Problem description: Carry on the forum thread about metal music below, starting right after its last post.

Reading passage:
# [Music] Metal thread \m/



## MalusDB (Oct 29, 2011)

So I'm absolutely loving this band, and I was just wondering what all you guys think of them.

Also metal music appreciation thread, share your favourite bands, etc, but try and keep it specifically metal


----------



## cubernya (Oct 29, 2011)

I accidentally read Metal as Mental. :fp


----------



## cmhardw (Oct 29, 2011)

Mastodon sounds quite nice yes :tu 

I'm a huge fan of Killswitch Engage, and I also listen to Five Finger Death Punch and Lost Eden a lot as well. At worlds Henrik got me started on Volbeat now too 

Metal is quite nice for BLD cubing in my opinion, and sometimes also for speedcubing.


----------



## emolover (Oct 29, 2011)

Never heard of Mastodon, but I love children of bodom.

Would you consider post hardcore music a part o metal?

Exercise data:
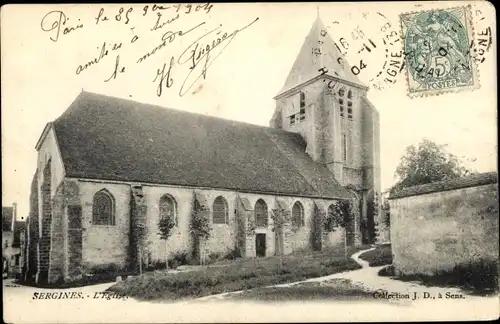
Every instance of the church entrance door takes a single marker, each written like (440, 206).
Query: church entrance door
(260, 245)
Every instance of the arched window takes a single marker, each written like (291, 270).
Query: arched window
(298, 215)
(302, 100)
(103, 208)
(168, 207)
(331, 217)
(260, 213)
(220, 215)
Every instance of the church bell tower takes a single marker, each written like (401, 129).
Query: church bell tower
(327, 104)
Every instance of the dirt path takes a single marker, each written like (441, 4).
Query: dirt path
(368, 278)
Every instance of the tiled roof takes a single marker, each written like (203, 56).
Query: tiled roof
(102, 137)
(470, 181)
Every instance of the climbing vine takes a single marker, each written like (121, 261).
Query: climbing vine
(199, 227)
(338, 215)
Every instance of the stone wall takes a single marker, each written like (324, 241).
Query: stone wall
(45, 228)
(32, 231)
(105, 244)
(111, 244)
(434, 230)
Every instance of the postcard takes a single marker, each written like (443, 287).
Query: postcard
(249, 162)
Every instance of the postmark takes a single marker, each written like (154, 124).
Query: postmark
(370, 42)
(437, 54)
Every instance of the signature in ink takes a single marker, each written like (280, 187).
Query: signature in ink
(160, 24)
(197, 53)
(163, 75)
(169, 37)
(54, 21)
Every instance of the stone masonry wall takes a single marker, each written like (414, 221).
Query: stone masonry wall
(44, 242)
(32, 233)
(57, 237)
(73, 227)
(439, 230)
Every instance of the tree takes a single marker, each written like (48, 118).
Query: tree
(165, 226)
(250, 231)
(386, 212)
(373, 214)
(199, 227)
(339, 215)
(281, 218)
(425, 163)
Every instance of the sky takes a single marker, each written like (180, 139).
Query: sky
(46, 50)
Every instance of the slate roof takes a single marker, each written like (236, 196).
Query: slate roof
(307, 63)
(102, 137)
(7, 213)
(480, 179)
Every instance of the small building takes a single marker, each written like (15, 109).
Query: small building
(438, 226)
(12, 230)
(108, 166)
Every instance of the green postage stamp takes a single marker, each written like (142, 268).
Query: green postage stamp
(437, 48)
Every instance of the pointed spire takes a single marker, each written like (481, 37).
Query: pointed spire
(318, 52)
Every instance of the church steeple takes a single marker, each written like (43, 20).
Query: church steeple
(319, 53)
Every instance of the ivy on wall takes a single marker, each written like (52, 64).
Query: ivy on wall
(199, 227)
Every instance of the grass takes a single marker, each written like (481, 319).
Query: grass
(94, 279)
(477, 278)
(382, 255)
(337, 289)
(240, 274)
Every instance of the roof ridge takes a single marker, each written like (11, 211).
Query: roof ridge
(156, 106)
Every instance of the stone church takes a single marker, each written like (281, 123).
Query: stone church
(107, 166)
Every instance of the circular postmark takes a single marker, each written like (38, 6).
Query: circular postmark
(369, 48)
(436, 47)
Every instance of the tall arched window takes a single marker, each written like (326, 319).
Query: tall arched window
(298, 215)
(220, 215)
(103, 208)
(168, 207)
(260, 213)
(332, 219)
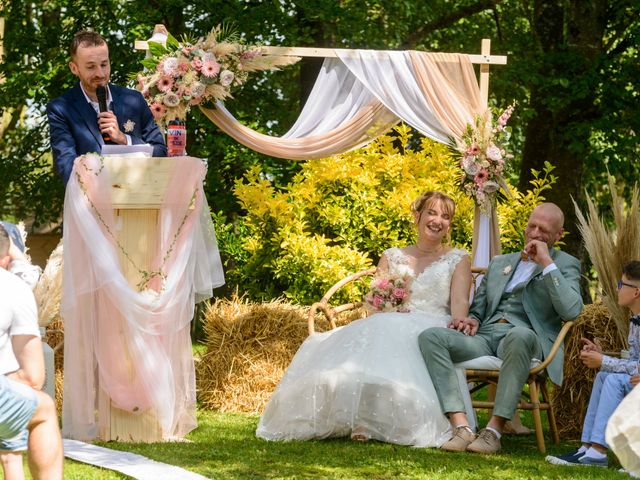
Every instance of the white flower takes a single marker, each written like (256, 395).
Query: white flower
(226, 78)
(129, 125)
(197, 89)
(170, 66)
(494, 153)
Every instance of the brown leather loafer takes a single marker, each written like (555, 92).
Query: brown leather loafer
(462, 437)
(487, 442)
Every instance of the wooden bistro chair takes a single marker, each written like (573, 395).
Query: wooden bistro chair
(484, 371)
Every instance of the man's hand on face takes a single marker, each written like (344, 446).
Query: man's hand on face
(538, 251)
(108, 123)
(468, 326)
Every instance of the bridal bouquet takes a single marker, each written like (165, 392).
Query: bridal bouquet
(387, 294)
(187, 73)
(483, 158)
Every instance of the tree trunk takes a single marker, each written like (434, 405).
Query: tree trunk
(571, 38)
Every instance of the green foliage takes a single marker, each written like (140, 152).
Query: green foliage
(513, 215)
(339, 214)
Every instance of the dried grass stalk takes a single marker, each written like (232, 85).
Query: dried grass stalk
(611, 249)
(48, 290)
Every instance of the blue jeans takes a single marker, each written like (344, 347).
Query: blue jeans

Reply:
----------



## ottozing (Oct 29, 2011)

mastodon is ossim

lamb of god, children of bodom and messugah are my favourite metal bands


----------



## asportking (Oct 29, 2011)

I guess I'm more of a "hard rock" (not sure if that would be the correct term) fan than a true heavy metal fan. I mean, I like the usual: Avenged Sevenfold, the Big 4 (as in Metallica, Megadeth, Slayer, and Anthrax), Testament, and that sort of stuff. Although, I'm not a huge fan of the screamo bands, like Lamb of God. I don't really find it appealing to have the lyrics screamed unintelligibly into my ears.


----------



## Grzegorz (Oct 30, 2011)

I grew up listening electronic music, so that's the reason i dislike vocals in almost any song
http://www.youtube.com/watch?v=fUrIpf9Fyd4
http://www.youtube.com/watch?v=NmfzWpp0hMc


----------



## Gaétan Guimond (Oct 30, 2011)

I like that me too 

I love jazz, classic opera and rock. I saw Metallica in 1984.


A band that made history is ELP

First experimentation moog
First drum synthesizer experience

super virtuoso band and my inspiration with the cube

Look this video in 1973 on the band ELP .....

The sound isn't good OLD VIDEO but....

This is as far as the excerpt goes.